**Task directions**
Transcribe the passage of the text on daily habits that begins at the words "Is that daily" and ends after "decision being made?".

──────── Given text

Do you decide to respond to that red alert notification on your phone, or does the red dot make you look?

Do you want to scroll down your social media feed, or do you need to scroll down your feed?

Is that daily streak on your game something you enjoy keeping, or are you compelled by the streak to keep going?

Are you making these decisions, or are you giving up control and reacting without any real decision being made?

Do you really choose?

Building in the habit

I start work again this week after a wonderful summer. This was a summer where I really ‘let go’, I even deleted the mail app from my phone and only checked in weekly. I felt I needed a full break.

Today that changes. I’m ready. I’m looking forward to the new year.

So now I find out if this #dailyink can work? I have a few drafts started for the slow days, I have a few more titles in my notes. But can I maintain this like I have other goals? This has been an amazing year for creating good habits, can I keep that going?

I don’t watch TV, I don’t watch sports, I don’t read newspapers. News highlights on my phone and Twitter keep me connected to the world, but I don’t dwell on all the negative things pushed through my feeds.

Meeting my minimal commitments for fitness, reading (mostly audio books actually, writing, and meditation have taken me between an hour and an hour and a half daily. Most people spend more time than that watching television. But I need to figure out a a schedule that works for me. My guess is that this blog will be an early morning part of my routine, but I haven’t locked in a schedule that I know I can commit to. I have 2 weeks to figure that out before my real schedule starts.

Writing is a pastime that I enjoy. It isn’t work, it is my television… except that I’m the script writer. Reading is a pastime that I love, but my eyes fatigue easily and audio books provide a great opportunity to continue to learn from books. Meditation is new for me this year, and I haven’t missed a day since I started in early January. The journey has been slow, but I’m learning to settle in faster, and I’m sure other benefits are forthcoming.

Just recently I missed my workout target for the first time this year, having only 3 workouts in a week rather than at least 4… but the next week was the start of my new (positive) streak!

It has been a year of building new, healthy habits, and I managed to do this during the busiest school year I’ve ever had. For the coming school year, I hope that I can keep the good habits going!

Why blog daily?

────────────────
──────── Source data

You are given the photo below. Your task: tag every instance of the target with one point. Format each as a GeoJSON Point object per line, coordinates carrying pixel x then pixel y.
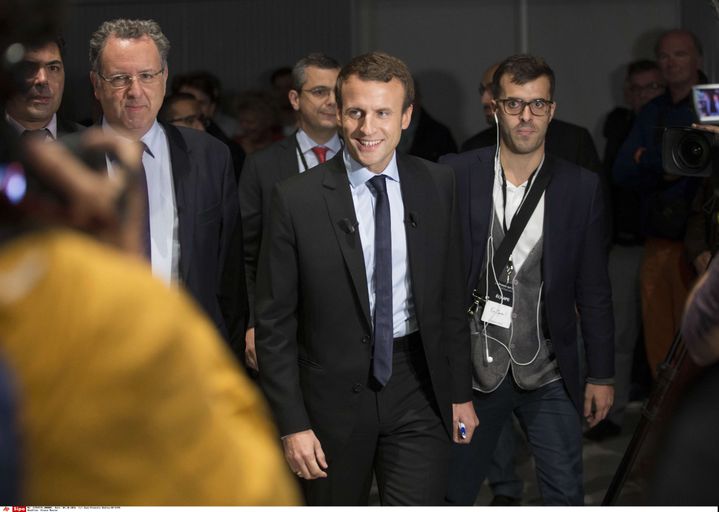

────────────────

**Answer for this exercise**
Is that daily streak on your game something you enjoy keeping, or are you compelled by the streak to keep going?

Are you making these decisions, or are you giving up control and reacting without any real decision being made?